== Yang Diminta ==
1 – Sebutkan semua nama penulis buku yang dirujuk dalam kutipan tentang laba rugi komprehensif.
2 – Lanjutkan kutipan tentang laba rugi komprehensif mulai dari butir 6 yang belum ada isinya.

== Kutipan Pilihan ==
....

Untuk pembahasan mengenal laporan laba rugi (income
statment) dan neraca (balance sheet) saja, dapat dilihat pada Chapter 4 Income
Statement and Related Information (buku Kieso, Weygandt, dan Warfield, 2011 Intermediate
Accounting IFRS Edition, Volume 1). Dalam pembahasan materi ini ada beberapa
hal yang harus diperhatikan antara lain:
1.
Istilah
income statement diganti statement of comprehensive income
2.
Kandungan
statemen laba-rugi komprehensif adalah recognized income (disebut juga profit
or loss ataupun net income) dan other comprehensive income (OCI).
3.
Laba
komprehenshif dapat dilaporkan dalam (1) laporan laba komprehensif tunggal,
berisi laba rugi dan laba komprehensif lain (2) dalam dua laporan terpisah: (a)
laporan laba-rugi, berisi laba rugi dan, (b) laporan laba rugi komprehensif,
berisi (i) baris terakhir laporan laba rugi, dan (ii) laba rugi komprehensif
lain.
4.
Dalam
other comprehensive income (OCI) terdapat pos penyesuaian reklasifikasi.
Penyesuaian reklasifikasi adalah pentransferan untung (rugi) belum terealisasi
periode sekarang atau periode lalu ke untung (rugi) terealisasi pada periode
sekerang, atau pos-pos yang diakui di profit & loss (PL) periode sekarang
dan sebelumnya diakui dalam OCI.
5.
Pengungkapan
bahwa statmen laba rugi komprehensif merupakan salah satu ukuran kinerja
entitas bukan kinerja manajemen.
6.

....

== Data Mentah ==

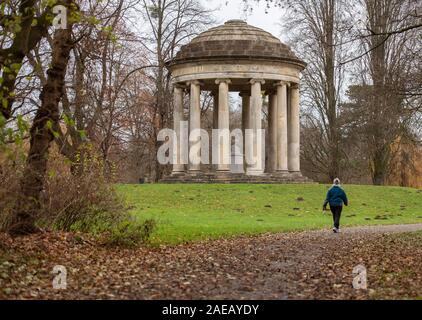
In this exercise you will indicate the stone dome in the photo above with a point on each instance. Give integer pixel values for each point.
(236, 40)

....

== Hasilnya ==
1 – Kieso, Weygandt, dan Warfield

2 –
Konsekuensi
dari nomor 3 di atas, klasifikasi extraordinary items (keuntungan dan kerugian
di luar kegiatan operasi/ pos-pos luar biasa) tidak diperkenankan lagi.
7.
Terdapat
ketentuan tentang pos-pos minimum yang harus diungkapkan.
8.
Harus
disajikan informasi tentang laba-rugi dan laba rugi-komprehensif yang
teribusikan ke pemegang saham induk data yang teribusikan ke pemegang saham
non-pengendali. Ini khusus bagi statmen laba rugi komprehensif perusahaan
kelompok (group).
Untuk Chapter 5 Statement of Financial Position and
Statement of Cash Flows, dalam hal ini terdapat beberapa perubahan antara lain:
v
Statemen
posisi keuangan (SPK):
a.
Istilah
balance sheet (neraca) diganti dengan istilah statement of financial position
(laporan posisi keuangan).
b.
Terdapat
aturan minimum line items yang harus diungkapkan di SPK.
c.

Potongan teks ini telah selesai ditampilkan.